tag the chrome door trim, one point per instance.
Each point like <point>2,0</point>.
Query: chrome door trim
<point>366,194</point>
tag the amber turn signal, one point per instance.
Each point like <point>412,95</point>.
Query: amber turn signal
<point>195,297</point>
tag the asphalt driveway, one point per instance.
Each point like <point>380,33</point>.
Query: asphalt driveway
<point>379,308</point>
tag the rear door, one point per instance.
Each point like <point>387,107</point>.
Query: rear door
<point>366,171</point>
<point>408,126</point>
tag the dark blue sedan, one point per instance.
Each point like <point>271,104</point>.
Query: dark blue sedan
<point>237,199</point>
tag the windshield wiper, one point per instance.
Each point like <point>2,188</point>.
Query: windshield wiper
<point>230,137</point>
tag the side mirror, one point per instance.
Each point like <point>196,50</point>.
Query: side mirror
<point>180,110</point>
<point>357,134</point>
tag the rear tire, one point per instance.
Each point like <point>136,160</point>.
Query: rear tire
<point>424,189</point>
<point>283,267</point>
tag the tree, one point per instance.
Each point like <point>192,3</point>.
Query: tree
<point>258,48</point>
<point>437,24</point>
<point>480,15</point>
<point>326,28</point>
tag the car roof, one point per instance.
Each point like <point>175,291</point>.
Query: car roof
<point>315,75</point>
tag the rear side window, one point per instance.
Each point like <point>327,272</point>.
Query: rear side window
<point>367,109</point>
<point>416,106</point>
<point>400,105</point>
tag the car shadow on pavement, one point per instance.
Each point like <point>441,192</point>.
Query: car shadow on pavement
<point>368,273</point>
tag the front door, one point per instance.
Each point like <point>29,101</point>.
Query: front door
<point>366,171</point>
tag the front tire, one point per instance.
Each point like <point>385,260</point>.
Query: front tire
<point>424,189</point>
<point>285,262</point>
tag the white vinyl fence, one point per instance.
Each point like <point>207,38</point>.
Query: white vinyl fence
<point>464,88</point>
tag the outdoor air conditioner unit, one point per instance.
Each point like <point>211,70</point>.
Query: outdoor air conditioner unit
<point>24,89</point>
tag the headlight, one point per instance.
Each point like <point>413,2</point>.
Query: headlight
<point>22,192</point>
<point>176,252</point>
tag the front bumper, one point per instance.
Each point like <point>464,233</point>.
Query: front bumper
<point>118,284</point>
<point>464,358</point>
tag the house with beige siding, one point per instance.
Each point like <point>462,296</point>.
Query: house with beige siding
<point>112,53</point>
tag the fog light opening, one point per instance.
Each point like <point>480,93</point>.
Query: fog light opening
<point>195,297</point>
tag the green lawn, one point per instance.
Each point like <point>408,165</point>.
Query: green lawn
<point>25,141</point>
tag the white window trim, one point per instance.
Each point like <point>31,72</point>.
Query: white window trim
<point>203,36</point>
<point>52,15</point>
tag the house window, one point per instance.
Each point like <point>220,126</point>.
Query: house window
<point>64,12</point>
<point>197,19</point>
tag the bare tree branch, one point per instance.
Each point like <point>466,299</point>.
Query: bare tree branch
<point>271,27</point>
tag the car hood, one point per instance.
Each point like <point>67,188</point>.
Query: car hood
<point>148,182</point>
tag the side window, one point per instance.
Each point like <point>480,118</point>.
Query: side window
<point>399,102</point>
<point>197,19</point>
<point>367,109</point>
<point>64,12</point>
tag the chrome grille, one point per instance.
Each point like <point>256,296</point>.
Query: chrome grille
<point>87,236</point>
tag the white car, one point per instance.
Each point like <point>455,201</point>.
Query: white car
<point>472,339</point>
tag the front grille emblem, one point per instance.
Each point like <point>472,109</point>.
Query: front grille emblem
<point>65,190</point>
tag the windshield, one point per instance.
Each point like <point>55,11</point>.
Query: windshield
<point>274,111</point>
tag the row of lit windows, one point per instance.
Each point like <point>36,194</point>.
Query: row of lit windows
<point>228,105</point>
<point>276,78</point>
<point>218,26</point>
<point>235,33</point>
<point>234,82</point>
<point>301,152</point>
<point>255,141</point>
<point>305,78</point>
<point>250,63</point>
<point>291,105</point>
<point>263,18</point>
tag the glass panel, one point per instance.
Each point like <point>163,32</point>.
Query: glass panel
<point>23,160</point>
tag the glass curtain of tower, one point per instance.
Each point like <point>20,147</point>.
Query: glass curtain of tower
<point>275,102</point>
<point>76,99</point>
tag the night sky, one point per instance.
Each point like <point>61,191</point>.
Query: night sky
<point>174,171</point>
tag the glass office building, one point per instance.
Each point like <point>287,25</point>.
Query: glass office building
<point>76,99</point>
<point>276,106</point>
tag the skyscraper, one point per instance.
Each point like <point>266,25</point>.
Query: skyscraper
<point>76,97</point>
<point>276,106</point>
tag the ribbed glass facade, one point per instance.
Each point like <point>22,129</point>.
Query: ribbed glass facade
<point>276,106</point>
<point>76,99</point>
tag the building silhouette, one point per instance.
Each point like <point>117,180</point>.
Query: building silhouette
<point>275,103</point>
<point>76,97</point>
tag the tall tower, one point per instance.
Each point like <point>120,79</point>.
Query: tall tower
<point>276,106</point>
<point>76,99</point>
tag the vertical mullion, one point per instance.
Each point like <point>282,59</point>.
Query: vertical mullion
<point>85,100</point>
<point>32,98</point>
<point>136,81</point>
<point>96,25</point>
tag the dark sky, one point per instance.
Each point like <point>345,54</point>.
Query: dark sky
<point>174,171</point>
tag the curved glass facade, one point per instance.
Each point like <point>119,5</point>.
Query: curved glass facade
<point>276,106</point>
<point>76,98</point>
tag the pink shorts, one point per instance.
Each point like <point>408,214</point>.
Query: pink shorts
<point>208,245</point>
......
**What is expected**
What is needed is an exact copy of the lines above, from the one containing "Query: glass curtain of tower" through the one containing "Each point like <point>119,5</point>.", with nothing added.

**Solution to this task**
Query: glass curtain of tower
<point>275,102</point>
<point>76,99</point>
tag the night sky, one point per instance.
Each point like <point>61,191</point>.
Query: night sky
<point>174,171</point>
tag the glass office building, one point per instance.
Each point like <point>287,25</point>.
Query: glass office building
<point>76,99</point>
<point>276,106</point>
tag the skyscraper, one point per instance.
Each point like <point>266,25</point>.
Query: skyscraper
<point>76,97</point>
<point>276,106</point>
tag the ribbed glass facade, one point per instance.
Each point like <point>22,129</point>.
Query: ribbed glass facade
<point>276,106</point>
<point>76,99</point>
tag the building silhouette, one point per instance.
Each point like <point>117,180</point>.
Query: building silhouette
<point>275,103</point>
<point>76,97</point>
tag the tall tower, one point per instance.
Each point like <point>120,79</point>.
Query: tall tower
<point>276,106</point>
<point>76,99</point>
tag the vertical mullion, one point per instance.
Each point like <point>282,59</point>.
Query: vertical mullion
<point>85,100</point>
<point>32,98</point>
<point>136,81</point>
<point>96,25</point>
tag the dark sky, one point per instance.
Each point like <point>345,54</point>.
Query: dark sky
<point>174,171</point>
tag the curved glass facade, one point per instance.
Each point like <point>119,5</point>.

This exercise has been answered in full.